Supplied entries:

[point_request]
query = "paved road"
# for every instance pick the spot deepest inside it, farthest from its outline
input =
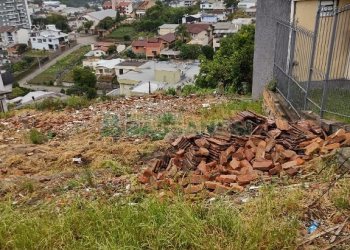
(84, 40)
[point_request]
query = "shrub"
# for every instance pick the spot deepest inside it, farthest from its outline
(167, 119)
(171, 91)
(77, 102)
(50, 104)
(36, 137)
(110, 126)
(116, 167)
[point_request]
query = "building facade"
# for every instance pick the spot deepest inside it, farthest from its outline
(48, 39)
(14, 13)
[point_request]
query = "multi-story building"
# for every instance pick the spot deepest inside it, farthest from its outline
(48, 39)
(14, 13)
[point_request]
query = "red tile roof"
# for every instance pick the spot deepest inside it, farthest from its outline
(7, 29)
(196, 28)
(124, 4)
(170, 37)
(139, 43)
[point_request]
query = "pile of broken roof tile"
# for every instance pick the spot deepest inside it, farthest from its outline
(226, 162)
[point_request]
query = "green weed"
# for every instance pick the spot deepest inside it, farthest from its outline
(36, 137)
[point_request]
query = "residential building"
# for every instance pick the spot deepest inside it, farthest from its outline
(304, 46)
(182, 3)
(243, 21)
(167, 28)
(248, 6)
(209, 5)
(123, 6)
(107, 5)
(97, 16)
(107, 67)
(153, 76)
(6, 81)
(14, 13)
(150, 47)
(200, 33)
(11, 35)
(221, 30)
(48, 39)
(140, 10)
(191, 18)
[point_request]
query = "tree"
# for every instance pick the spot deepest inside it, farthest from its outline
(87, 25)
(231, 3)
(190, 51)
(111, 49)
(232, 65)
(61, 22)
(208, 52)
(22, 47)
(106, 23)
(182, 33)
(84, 83)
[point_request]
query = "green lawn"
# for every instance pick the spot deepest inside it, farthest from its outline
(123, 31)
(337, 102)
(136, 222)
(51, 74)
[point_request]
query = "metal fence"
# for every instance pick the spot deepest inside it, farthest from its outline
(312, 68)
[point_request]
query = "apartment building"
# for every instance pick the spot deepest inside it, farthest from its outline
(14, 13)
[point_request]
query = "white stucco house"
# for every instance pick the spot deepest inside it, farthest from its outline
(48, 39)
(10, 35)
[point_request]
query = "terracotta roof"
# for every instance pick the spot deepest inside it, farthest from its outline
(170, 37)
(99, 44)
(143, 5)
(154, 45)
(139, 43)
(124, 4)
(196, 28)
(153, 40)
(7, 29)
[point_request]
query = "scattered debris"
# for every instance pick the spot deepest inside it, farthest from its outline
(225, 162)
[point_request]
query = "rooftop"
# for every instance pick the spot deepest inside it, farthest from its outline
(196, 28)
(99, 15)
(145, 73)
(7, 29)
(168, 26)
(110, 64)
(170, 37)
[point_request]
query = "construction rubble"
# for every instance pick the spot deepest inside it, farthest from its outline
(253, 148)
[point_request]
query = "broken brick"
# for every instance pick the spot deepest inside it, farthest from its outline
(197, 179)
(236, 187)
(292, 171)
(193, 189)
(247, 178)
(260, 150)
(226, 178)
(203, 152)
(276, 170)
(210, 184)
(263, 165)
(312, 148)
(222, 189)
(202, 143)
(234, 164)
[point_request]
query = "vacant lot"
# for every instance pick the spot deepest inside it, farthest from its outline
(61, 67)
(47, 201)
(124, 33)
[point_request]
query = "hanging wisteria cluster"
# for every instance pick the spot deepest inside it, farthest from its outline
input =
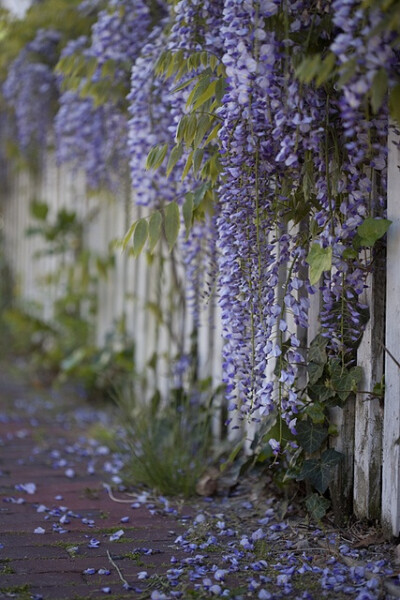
(301, 159)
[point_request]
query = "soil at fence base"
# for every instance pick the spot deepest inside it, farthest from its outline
(61, 538)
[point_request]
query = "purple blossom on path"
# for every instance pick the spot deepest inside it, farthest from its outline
(29, 488)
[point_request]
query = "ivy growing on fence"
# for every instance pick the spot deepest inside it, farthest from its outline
(255, 134)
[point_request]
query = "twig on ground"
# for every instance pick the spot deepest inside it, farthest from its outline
(112, 497)
(122, 578)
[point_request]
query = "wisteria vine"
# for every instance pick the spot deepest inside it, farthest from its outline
(300, 154)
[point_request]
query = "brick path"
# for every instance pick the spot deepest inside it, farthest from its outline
(71, 507)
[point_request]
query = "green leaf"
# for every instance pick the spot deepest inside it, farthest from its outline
(345, 381)
(139, 236)
(372, 230)
(320, 260)
(206, 95)
(319, 472)
(394, 103)
(198, 90)
(317, 351)
(175, 155)
(39, 210)
(197, 158)
(203, 125)
(315, 372)
(171, 223)
(310, 435)
(190, 129)
(317, 506)
(321, 391)
(183, 85)
(350, 254)
(156, 156)
(378, 89)
(213, 134)
(127, 237)
(187, 211)
(189, 162)
(154, 229)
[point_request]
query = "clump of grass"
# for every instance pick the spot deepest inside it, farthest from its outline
(169, 444)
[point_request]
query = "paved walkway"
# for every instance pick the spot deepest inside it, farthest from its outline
(61, 535)
(64, 535)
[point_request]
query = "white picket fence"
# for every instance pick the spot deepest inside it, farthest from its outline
(369, 431)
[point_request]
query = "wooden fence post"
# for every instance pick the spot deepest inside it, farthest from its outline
(391, 424)
(369, 410)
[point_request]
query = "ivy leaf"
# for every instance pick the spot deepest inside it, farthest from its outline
(321, 392)
(345, 381)
(206, 95)
(310, 435)
(156, 156)
(39, 210)
(154, 229)
(171, 223)
(315, 412)
(372, 230)
(320, 260)
(319, 472)
(139, 236)
(317, 506)
(317, 352)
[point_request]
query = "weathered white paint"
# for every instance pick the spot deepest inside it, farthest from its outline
(131, 285)
(391, 424)
(369, 410)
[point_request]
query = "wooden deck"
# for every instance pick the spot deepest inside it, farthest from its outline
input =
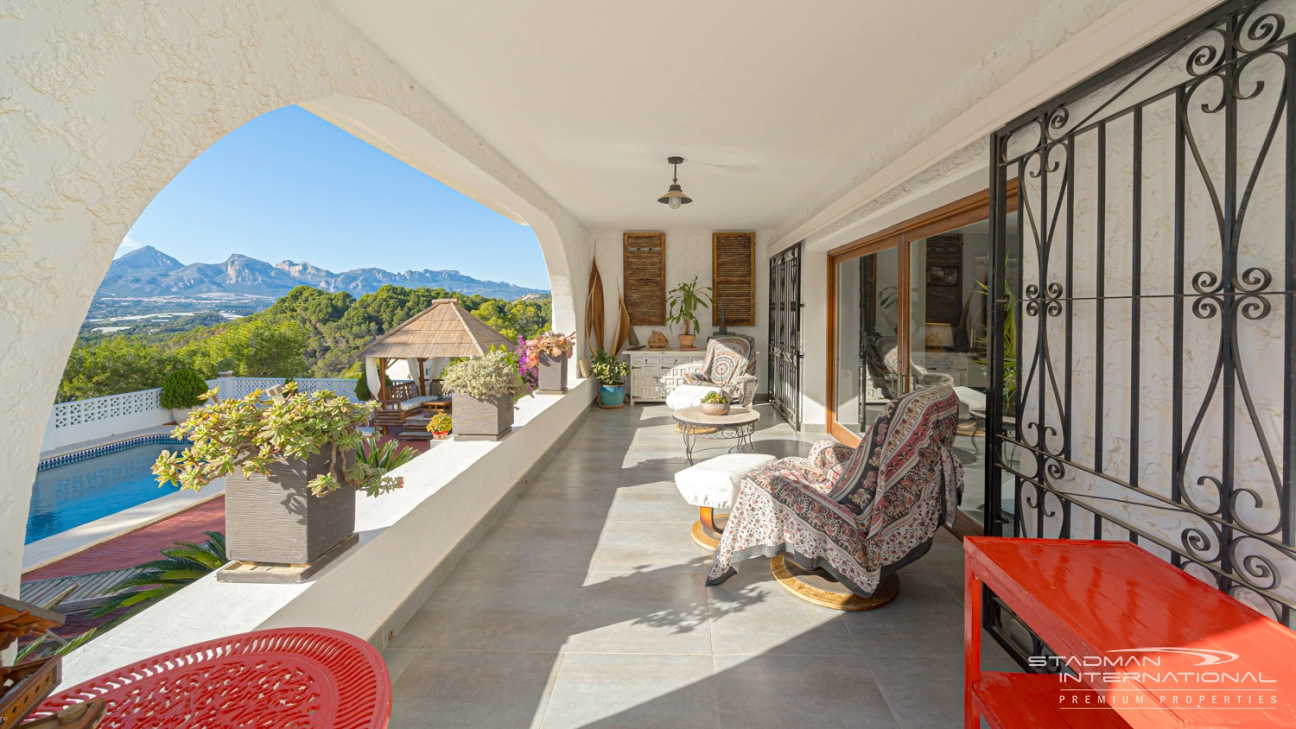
(90, 590)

What you have to do: Locate every line in the data above that contains the word "fence", and copy each of those lines in full.

Final answer:
query = "metal fence"
query = "soil at fence base"
query = "ivy growing on fence"
query = "white picket fence"
query = "wooden fence post"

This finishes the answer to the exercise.